In the lines below, look for "walking". Copy each line where it appears.

[Saved data entries]
<<<<

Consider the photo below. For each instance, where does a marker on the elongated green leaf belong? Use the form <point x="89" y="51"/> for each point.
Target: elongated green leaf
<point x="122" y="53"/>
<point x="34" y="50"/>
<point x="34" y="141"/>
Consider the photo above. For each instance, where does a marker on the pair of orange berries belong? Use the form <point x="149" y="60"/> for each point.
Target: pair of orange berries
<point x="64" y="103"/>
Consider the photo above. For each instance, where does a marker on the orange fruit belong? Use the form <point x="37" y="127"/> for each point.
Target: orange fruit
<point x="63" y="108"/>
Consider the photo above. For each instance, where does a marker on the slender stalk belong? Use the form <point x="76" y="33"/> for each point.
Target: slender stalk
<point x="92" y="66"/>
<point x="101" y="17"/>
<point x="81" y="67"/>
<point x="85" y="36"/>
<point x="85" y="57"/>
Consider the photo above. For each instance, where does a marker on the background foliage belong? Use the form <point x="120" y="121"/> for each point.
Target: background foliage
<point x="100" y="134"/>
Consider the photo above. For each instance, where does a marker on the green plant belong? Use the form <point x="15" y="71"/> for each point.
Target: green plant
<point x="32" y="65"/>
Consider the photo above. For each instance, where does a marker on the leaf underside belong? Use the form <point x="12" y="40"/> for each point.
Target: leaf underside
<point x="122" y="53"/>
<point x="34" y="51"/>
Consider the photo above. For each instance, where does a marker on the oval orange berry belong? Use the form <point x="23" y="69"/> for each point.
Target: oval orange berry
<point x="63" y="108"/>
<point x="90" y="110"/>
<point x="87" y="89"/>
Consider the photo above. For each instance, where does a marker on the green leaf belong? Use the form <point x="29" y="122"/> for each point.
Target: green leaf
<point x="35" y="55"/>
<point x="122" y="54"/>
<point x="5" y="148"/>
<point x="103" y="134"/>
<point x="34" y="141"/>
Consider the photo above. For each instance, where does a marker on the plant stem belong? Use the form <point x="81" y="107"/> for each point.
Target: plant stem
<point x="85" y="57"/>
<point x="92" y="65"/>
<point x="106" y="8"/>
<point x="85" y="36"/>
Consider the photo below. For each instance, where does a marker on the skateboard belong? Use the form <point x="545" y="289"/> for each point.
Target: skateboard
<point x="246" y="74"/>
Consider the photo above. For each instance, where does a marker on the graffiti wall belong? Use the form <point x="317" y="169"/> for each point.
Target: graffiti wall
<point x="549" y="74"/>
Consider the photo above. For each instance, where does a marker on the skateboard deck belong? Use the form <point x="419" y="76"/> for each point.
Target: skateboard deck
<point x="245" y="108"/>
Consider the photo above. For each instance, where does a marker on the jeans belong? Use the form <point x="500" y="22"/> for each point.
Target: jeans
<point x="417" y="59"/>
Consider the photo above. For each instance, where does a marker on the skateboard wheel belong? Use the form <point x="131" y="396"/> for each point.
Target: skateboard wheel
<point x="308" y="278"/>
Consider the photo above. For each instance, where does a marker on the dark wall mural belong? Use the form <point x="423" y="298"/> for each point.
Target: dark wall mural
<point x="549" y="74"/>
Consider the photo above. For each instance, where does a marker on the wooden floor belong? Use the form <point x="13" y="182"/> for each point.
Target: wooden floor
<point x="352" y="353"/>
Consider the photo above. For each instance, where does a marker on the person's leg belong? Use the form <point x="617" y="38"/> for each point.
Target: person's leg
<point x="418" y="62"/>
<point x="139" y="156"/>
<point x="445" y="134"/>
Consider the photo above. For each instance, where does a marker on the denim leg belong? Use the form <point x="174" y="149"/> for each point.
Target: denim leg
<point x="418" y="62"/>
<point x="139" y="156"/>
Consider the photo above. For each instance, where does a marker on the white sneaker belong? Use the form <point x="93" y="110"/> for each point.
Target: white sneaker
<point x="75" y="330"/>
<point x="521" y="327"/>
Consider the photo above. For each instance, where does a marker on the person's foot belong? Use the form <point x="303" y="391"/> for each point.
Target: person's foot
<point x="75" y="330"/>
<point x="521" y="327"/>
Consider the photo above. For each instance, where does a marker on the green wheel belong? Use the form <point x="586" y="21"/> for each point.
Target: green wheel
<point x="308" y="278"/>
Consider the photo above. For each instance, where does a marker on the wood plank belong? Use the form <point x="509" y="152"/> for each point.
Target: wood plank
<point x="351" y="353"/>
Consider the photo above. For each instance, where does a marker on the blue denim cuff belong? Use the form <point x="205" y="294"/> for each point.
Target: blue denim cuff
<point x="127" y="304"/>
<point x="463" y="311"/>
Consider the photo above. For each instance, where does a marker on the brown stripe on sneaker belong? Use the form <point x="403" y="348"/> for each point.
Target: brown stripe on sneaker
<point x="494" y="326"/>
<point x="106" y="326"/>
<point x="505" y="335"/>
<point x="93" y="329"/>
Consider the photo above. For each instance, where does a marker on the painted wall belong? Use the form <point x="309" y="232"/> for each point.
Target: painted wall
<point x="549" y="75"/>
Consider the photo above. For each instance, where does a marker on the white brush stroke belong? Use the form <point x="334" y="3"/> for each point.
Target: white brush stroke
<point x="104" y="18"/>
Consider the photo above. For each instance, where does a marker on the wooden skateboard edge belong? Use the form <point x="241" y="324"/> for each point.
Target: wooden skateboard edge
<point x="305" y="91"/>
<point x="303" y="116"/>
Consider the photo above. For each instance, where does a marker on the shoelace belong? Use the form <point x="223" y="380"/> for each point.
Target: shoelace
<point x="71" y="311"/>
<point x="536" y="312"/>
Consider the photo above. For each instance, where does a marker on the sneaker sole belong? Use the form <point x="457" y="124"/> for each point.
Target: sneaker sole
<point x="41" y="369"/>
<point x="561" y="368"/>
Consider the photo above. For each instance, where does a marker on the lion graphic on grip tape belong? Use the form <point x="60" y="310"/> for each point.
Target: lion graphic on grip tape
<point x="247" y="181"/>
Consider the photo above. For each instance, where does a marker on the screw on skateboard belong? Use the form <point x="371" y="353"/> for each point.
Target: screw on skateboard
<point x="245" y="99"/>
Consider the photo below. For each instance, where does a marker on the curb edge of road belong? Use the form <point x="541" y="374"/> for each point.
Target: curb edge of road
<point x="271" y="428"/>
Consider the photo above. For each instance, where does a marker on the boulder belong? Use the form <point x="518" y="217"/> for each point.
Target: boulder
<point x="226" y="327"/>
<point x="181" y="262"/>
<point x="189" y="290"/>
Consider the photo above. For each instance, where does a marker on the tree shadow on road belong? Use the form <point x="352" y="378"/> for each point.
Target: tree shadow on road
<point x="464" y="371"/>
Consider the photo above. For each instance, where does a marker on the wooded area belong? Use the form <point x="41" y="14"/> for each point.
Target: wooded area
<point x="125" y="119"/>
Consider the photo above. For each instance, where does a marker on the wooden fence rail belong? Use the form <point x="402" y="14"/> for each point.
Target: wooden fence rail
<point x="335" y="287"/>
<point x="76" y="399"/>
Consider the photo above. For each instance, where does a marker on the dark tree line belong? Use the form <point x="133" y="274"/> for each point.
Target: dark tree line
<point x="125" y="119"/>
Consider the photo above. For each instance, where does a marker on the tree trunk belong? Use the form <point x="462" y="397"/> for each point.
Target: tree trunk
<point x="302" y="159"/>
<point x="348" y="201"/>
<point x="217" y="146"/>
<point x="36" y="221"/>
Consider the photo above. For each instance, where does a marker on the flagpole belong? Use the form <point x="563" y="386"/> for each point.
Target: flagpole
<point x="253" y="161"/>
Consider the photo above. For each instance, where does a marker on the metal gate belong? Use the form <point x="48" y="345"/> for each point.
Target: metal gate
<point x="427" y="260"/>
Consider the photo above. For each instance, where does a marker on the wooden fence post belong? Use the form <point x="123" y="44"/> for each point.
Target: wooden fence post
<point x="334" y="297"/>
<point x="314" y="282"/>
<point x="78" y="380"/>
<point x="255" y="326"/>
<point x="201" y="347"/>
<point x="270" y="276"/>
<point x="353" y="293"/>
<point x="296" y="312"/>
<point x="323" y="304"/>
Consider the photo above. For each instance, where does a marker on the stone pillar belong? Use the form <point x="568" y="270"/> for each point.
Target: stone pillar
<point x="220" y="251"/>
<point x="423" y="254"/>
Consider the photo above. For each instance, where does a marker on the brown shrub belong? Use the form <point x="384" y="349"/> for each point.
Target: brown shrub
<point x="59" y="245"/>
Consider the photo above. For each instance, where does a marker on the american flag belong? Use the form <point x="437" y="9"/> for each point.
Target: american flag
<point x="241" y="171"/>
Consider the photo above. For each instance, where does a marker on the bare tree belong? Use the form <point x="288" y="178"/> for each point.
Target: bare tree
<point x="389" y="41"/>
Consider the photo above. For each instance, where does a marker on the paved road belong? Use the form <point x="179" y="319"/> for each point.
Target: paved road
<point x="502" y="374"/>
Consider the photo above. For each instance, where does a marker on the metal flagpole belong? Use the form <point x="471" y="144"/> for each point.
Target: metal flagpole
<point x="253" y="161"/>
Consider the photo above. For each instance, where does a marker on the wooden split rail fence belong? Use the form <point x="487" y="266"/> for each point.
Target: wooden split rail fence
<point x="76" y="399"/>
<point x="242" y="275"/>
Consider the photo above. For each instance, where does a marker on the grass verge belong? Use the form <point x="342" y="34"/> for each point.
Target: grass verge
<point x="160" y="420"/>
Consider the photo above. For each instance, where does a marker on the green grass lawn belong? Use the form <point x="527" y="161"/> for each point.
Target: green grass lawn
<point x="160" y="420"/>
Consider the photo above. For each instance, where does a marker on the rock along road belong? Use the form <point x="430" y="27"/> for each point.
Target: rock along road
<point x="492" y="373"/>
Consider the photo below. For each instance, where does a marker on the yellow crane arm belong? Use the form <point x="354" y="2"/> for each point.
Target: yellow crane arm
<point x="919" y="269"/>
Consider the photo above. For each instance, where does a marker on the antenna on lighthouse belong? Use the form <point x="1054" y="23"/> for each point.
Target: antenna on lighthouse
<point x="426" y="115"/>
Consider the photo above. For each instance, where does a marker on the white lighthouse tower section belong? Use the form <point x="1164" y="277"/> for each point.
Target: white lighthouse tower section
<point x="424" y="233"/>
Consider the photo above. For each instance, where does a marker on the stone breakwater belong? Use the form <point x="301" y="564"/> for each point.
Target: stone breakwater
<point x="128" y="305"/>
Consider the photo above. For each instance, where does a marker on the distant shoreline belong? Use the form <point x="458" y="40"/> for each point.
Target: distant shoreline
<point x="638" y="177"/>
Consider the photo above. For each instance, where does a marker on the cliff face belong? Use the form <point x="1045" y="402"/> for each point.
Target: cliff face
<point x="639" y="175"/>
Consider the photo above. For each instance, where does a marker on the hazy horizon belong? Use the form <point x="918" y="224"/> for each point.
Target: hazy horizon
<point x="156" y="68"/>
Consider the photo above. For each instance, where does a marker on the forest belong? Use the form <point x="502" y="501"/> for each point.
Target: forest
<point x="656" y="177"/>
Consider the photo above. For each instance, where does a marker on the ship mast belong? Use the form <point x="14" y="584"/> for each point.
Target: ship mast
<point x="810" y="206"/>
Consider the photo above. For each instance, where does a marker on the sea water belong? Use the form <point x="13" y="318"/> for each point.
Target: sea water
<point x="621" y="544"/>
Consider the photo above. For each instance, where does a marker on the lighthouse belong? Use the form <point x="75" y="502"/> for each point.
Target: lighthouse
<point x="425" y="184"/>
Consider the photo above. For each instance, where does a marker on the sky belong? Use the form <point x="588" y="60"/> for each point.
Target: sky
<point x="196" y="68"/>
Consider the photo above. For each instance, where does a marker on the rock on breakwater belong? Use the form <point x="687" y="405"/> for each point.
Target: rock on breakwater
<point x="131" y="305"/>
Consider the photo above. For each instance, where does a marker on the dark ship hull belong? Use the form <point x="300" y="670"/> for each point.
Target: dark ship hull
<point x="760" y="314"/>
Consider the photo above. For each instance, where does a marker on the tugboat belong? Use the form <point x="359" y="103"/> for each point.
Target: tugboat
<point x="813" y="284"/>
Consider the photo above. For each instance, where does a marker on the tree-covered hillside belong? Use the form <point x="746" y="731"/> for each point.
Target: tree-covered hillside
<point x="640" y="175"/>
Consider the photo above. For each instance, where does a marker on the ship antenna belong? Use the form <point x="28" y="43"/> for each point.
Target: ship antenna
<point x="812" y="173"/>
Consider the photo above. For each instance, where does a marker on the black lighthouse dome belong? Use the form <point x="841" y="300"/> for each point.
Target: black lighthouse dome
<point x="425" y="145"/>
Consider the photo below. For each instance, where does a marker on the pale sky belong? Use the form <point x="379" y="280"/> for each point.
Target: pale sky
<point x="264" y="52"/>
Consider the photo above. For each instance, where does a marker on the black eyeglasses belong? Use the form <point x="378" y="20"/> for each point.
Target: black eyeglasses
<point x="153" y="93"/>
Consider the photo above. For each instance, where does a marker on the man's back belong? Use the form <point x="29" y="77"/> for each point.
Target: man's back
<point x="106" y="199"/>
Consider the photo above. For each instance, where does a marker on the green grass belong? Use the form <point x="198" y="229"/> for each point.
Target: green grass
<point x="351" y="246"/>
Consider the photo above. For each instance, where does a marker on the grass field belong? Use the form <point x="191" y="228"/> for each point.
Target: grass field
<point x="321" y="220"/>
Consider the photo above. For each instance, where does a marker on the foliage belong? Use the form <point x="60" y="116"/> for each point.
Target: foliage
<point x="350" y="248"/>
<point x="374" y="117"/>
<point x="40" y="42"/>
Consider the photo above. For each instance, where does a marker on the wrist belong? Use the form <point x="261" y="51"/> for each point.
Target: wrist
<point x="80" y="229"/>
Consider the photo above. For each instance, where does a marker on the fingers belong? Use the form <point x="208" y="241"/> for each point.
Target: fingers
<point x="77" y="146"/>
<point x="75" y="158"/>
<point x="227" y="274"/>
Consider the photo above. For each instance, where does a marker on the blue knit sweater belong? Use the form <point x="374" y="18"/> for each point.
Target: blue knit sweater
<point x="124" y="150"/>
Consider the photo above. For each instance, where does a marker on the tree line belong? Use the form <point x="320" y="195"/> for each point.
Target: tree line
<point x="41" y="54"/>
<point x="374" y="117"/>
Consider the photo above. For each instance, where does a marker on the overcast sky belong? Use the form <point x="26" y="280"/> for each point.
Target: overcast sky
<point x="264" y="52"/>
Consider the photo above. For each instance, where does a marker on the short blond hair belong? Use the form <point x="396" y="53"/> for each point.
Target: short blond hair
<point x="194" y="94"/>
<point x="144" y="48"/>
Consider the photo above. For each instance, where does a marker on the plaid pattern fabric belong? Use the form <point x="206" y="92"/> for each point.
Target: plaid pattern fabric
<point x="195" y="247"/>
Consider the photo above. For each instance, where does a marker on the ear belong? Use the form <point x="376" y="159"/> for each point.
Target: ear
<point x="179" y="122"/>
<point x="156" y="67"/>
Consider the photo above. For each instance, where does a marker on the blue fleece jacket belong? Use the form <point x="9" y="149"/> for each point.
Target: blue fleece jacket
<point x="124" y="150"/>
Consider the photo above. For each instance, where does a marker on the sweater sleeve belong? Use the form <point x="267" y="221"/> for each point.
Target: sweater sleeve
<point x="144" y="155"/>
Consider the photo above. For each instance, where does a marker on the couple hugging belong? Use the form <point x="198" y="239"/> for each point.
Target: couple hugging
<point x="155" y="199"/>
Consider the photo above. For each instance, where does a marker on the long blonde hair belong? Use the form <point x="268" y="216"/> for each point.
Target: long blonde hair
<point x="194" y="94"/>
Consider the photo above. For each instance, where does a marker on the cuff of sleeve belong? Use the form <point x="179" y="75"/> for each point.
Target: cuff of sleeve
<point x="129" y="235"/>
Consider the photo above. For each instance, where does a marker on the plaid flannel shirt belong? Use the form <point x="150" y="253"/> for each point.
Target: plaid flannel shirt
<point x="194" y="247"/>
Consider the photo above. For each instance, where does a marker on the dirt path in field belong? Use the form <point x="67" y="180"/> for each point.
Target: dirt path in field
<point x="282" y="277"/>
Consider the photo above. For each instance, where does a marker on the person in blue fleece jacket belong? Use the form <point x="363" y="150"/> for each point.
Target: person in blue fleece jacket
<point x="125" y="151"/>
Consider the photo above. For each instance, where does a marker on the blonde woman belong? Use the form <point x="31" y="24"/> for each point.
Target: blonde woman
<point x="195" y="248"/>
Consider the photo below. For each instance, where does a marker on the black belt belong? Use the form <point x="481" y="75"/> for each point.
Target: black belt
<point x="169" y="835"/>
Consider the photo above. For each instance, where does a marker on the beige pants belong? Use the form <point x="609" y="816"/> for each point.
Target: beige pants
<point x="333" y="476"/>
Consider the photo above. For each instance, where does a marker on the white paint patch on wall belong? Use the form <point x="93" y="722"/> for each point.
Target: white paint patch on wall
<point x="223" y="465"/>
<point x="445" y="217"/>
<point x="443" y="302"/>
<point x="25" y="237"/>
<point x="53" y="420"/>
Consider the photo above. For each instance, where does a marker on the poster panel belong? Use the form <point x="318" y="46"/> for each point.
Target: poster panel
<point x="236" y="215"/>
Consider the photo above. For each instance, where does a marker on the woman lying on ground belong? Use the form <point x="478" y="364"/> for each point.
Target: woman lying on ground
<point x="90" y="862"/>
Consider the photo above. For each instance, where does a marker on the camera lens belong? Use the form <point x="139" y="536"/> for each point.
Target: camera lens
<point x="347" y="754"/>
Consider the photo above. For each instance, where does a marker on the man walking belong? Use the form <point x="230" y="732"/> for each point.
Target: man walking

>>>>

* [Answer to the exercise]
Consider the photo above. For each instance, where does a marker on the man walking belong? Use the form <point x="230" y="732"/> for each point.
Target: man walking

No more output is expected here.